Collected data
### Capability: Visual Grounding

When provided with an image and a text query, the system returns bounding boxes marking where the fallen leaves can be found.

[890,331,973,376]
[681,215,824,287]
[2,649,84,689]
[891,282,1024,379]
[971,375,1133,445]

YOUR ASSIGNMENT: Lines from the one containing "When provided with" through the last line of the records, restated word for word: that is the whole response.

SOLUTION TO THIS PROBLEM:
When provided with an image and a text query, the system returns bounding boxes marking where the fallen leaves can be found.

[890,331,973,376]
[681,215,824,287]
[2,649,84,689]
[891,282,1024,379]
[971,375,1133,445]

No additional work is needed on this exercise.